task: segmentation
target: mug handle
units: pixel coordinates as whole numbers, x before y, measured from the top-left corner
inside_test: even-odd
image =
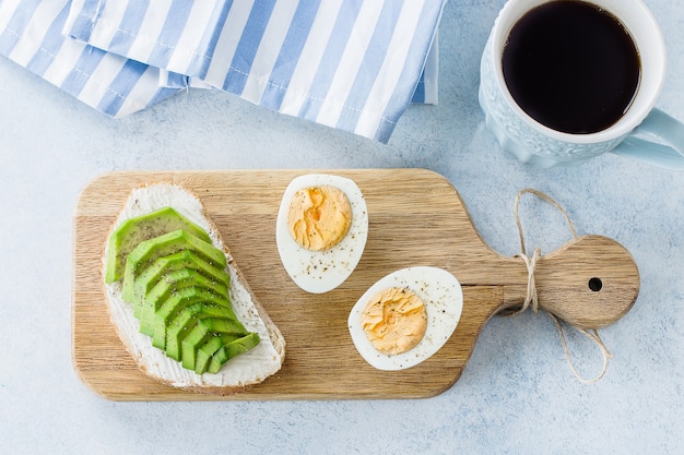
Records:
[[[636,137],[652,136],[657,143]],[[612,153],[670,170],[684,171],[684,124],[658,108],[650,113]]]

**WHAT YOU ARE ASKED TO DO**
Please rewrite the items above, replacing "mug" with "cup" and leaving everything else unchanged. Omit the pictures from your answer.

**COMPLETE ANSWER**
task: segmentation
target: cup handle
units: pixel coordinates as whole numbers, x before y, measured from the top-left corner
inside_test: even-odd
image =
Records:
[[[636,137],[652,136],[657,143]],[[612,153],[670,170],[684,171],[684,124],[658,108],[650,113]]]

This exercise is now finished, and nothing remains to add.